*O QUE SE PEDE*.
1. Quais pessoas aparecem mencionadas pelo nome no trecho sobre Einstein, Hawking e o anticapitalismo? Liste todas.
2. No trecho sobre Einstein, Hawking e o anticapitalismo, reescreva de forma mais curta o parágrafo que começa com "Em maio de 1949", mantendo os fatos principais.

*TRECHO DA FONTE*.
+ + + +

"Einstein é extremamente enfático quando aponta que o capitalismo está intimamente ligado ao ápice da deterioração do indivíduo. Ele não distingue o que chamamos de “mal” daquilo que chamamos de “sociedade capitalista”. Nesse caso, ele reflete que no mundo atual o individualismo degenerado dos que detêm o capital/meios de produção não precisa da força para submeter a classe trabalhadora. Os instrumentos de dominação são muito mais sutis e usam a via legal. Leis propositalmente criadas para beneficiar o capitalista. (Como não lembrar as piruetas inventadas para justificar a aprovação da recente Lei Trabalhista no Brasil?)"
Do Jornal GGN:
Albert Einstein e Stephen Hawking: duas visões anticapitalistas
por Carlos Coimbra
Em maio de 1949, Albert Einstein escreveu um artigo intitulado “Why Socialism?” (“Por que o Socialismo?”), publicação de estreia da revista norte-americana Monthly Review. Ele começa o artigo perguntando: “É aconselhável que alguém que não tenha expertise em economia ou sociologia expresse suas visões sobre o assunto socialismo? Acredito, por inúmeras razões, que sim.”

+ + + +

*DADOS FORNECIDOS*.

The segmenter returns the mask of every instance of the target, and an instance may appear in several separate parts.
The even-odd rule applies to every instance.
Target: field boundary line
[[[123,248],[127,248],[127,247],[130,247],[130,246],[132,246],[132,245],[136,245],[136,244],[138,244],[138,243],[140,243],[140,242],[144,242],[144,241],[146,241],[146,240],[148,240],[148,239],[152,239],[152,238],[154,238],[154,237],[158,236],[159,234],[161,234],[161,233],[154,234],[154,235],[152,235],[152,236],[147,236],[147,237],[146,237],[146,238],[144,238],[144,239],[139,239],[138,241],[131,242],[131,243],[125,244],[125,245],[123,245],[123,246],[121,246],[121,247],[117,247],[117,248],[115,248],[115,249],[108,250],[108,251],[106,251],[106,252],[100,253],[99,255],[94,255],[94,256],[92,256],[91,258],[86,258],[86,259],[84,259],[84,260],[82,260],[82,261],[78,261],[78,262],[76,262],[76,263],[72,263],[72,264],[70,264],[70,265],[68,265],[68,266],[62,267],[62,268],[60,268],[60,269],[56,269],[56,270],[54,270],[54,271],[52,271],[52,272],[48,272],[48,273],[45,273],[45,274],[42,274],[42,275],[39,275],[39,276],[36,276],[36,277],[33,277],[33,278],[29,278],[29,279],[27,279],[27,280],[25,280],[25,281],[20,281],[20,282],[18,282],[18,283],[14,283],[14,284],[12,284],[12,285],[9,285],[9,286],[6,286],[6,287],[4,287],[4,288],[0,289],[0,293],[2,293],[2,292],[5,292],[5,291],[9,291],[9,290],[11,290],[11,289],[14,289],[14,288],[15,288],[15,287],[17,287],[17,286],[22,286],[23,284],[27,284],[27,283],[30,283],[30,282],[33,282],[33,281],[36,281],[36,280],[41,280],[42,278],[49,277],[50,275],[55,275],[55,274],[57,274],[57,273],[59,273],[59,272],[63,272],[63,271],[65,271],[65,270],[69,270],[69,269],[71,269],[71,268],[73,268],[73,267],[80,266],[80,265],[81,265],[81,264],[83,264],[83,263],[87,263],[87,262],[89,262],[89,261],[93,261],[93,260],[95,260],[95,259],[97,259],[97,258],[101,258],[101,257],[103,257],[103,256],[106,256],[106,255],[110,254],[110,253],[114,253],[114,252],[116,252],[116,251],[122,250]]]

+ + + +

*RESULTADOS ESPERADOS*.
1.
- Albert Einstein
- Stephen Hawking
- Carlos Coimbra

2. Em maio de 1949, Albert Einstein publicou o artigo "Why Socialism?" ("Por que o Socialismo?") na edição de estreia da revista norte-americana Monthly Review. Ele abre o texto perguntando se alguém sem expertise em economia ou sociologia deve opinar sobre o socialismo, e responde que sim.